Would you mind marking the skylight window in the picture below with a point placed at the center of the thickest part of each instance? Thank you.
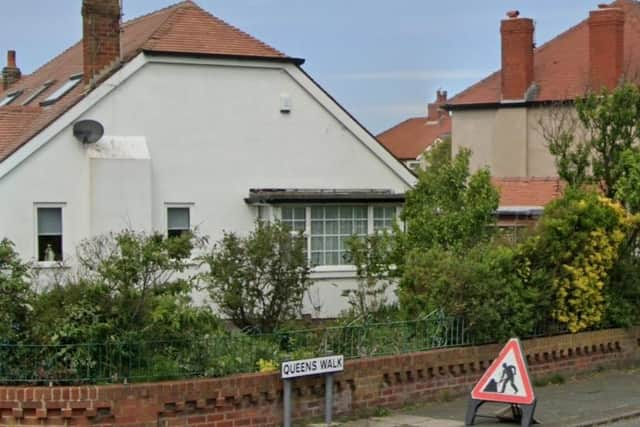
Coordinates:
(62, 90)
(38, 92)
(10, 98)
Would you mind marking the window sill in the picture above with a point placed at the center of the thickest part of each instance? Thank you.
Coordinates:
(50, 265)
(334, 272)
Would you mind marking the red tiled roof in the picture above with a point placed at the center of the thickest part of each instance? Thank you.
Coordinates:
(409, 139)
(527, 191)
(182, 28)
(561, 66)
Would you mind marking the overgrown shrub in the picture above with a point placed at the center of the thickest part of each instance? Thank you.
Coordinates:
(15, 295)
(485, 285)
(258, 281)
(578, 243)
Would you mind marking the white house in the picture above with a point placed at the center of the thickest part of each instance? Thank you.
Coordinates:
(203, 126)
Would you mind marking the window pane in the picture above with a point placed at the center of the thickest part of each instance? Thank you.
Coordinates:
(287, 213)
(346, 227)
(178, 219)
(49, 221)
(361, 212)
(317, 227)
(50, 248)
(360, 227)
(331, 212)
(317, 244)
(300, 213)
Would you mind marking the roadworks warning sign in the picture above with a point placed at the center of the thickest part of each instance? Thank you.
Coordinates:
(507, 379)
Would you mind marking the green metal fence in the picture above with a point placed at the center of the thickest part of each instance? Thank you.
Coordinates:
(219, 355)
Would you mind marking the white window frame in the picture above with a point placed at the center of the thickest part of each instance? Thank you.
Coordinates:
(183, 205)
(36, 235)
(343, 270)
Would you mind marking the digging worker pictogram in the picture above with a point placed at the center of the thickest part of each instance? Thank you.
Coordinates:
(508, 375)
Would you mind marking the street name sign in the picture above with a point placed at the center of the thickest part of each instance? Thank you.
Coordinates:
(317, 366)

* PROMPT:
Go through the records above and, whenever a line includes the word "Would", copy it.

* RESULT:
Would you mind marking the skylight window in the picture below with a point placed at the center of the thickest part of each instance? Thank you.
Would you mind marking the window sill in the picture above with a point placed at the center of the thickest part of each instance? Thank you.
Would you mind marking the red tiled roof in the picture above with a point placed at the center of the thickest part of each instance? Thank you.
Would you mind marking the overgrown shrub in the picture above with a point placed at the center of the thickest part of each instance? Thank you.
Would you mind marking the white house in the picture above with a point placed at the center of the thickest part of each instance? Thank you.
Would you mind marking the window pane in the picture above with a point placed at the center of the thickest part of each instance? Thank you.
Would you mind marking the roadworks warning sign in the picture above with a point placed at the center of the thickest part of each instance? Thank you.
Would you mind marking the green metal fence in the picture above with a point placed at the center of the thickest part of each instance? Thank you.
Would you mind marking the white window frame in the picture above with a point placed at the center of the thickest part of each instance? Thank you.
Would you mind marking the digging worker pictogram in the picture above with a point placed at the center of the thickest part of each instance? Thank you.
Would you mind marking the street name sign in the picture above with a point placed at the center of the thickest part of each instance? Thank you.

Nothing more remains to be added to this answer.